**** Dataset records
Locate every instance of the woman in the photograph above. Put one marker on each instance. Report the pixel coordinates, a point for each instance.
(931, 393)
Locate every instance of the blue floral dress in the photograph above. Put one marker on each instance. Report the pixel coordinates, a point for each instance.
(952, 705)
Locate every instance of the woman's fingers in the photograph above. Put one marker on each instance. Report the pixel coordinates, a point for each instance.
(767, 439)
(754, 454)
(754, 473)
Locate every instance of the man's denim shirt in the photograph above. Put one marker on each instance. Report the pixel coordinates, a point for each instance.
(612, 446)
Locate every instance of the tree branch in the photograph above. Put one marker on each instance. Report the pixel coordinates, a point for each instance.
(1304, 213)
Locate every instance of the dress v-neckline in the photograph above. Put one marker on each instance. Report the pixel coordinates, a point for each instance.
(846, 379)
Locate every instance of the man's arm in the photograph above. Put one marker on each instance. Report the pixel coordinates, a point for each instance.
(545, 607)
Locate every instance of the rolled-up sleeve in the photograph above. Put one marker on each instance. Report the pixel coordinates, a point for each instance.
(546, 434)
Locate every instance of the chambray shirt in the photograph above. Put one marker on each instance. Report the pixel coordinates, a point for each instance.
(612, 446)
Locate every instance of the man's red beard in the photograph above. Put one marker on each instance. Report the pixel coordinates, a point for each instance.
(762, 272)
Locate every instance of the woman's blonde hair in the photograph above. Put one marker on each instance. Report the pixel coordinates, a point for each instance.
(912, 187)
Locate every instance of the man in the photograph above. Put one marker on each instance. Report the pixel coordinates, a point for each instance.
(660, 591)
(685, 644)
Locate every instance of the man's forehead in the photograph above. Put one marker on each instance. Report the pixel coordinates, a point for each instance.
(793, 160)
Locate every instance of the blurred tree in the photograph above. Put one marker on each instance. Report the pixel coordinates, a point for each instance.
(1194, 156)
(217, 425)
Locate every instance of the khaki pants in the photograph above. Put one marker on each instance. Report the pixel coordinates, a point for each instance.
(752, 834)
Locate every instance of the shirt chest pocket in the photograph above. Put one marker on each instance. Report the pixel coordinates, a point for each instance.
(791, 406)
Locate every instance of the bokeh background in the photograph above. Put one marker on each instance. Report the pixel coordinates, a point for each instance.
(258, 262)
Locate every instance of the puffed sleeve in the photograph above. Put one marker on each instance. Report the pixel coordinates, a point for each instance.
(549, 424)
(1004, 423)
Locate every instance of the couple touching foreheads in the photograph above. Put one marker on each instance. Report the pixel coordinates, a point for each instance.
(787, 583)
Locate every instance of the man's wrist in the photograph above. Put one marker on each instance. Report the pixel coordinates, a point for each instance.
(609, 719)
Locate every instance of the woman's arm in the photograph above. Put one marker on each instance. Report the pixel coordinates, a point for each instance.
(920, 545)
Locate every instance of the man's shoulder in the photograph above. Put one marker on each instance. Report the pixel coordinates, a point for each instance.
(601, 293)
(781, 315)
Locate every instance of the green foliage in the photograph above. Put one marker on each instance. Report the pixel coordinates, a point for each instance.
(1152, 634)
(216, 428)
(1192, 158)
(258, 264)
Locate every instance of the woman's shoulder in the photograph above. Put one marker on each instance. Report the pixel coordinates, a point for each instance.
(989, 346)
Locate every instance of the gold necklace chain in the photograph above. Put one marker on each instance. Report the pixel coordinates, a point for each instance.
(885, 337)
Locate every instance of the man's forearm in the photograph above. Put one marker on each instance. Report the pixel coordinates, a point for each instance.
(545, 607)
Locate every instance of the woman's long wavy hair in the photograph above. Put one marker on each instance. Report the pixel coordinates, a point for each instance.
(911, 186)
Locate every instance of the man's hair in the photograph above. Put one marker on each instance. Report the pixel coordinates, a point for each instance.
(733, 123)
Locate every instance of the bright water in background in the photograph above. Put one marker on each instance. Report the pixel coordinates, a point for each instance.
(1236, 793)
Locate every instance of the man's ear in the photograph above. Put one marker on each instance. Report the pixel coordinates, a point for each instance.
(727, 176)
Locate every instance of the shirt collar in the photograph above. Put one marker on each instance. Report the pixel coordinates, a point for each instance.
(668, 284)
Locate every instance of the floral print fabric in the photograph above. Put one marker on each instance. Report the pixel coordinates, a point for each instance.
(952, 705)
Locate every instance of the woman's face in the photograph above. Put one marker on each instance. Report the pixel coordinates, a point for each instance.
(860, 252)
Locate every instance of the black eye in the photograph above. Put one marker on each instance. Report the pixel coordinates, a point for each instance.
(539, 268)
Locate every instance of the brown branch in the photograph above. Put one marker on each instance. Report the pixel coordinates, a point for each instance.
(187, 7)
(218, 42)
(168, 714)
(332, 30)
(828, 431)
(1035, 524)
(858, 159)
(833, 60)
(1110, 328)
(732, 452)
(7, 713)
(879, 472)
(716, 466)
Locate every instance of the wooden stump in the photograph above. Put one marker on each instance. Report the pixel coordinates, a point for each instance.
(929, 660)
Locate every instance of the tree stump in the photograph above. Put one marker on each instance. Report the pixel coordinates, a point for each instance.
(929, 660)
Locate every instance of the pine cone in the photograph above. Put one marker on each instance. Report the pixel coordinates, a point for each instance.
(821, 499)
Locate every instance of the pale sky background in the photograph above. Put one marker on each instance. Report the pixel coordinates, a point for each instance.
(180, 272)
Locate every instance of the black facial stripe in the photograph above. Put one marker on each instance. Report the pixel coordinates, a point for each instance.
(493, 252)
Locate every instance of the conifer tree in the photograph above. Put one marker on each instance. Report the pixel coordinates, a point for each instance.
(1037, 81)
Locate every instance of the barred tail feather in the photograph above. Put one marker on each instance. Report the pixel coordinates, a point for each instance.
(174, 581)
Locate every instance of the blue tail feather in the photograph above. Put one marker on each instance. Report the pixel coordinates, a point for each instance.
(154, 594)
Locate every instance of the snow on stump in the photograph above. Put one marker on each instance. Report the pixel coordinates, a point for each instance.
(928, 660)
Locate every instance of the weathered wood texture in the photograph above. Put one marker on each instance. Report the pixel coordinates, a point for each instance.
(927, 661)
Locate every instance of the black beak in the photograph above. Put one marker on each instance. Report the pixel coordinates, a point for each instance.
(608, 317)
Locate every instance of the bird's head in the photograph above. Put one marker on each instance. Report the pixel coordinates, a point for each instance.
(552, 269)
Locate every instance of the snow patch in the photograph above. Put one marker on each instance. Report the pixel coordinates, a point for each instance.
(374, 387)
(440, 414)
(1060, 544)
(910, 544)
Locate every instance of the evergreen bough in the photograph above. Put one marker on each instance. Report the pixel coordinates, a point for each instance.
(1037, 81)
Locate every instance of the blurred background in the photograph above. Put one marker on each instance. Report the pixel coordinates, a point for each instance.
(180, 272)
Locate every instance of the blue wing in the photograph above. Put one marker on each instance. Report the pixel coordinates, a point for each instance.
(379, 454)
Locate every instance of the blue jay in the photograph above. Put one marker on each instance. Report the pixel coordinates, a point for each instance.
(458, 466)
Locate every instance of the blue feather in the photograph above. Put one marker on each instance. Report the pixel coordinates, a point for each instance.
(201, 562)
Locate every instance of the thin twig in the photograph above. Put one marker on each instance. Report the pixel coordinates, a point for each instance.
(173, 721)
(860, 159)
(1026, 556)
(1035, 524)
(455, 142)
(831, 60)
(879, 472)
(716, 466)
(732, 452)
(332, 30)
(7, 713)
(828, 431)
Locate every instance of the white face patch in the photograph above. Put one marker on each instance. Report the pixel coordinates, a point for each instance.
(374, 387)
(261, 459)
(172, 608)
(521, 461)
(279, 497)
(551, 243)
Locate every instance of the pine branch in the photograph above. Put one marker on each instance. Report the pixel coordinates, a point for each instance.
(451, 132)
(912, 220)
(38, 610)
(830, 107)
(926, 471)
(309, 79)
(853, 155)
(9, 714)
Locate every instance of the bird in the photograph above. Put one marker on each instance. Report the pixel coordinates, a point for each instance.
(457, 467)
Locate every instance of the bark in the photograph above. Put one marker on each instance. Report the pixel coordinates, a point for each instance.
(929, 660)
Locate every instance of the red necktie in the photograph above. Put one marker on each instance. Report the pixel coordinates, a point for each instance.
********
Task details =>
Only the lines from the one containing "Locate every instance of the pine branch" through the last line of the records above are to be reproduced, exactly and with both ends included.

Exercise solution =>
Locate every instance of the pine branch in the photograph above. Put one marker on each instance. Report the pixel coordinates, a point for each instance.
(451, 132)
(912, 220)
(38, 610)
(830, 107)
(926, 471)
(309, 79)
(853, 155)
(9, 714)
Locate every instance of the bird in the photograph above. Put one marker on each instance. Report the pixel coordinates, a point for each instance.
(457, 467)
Locate every instance of the bark in the photograph above. Put one marker on each instance. Report the pixel coordinates, a point for each instance.
(929, 660)
Locate every instance of the red necktie in the photograph above. Put one marker on each instance. Report the pixel coordinates, a point for each instance.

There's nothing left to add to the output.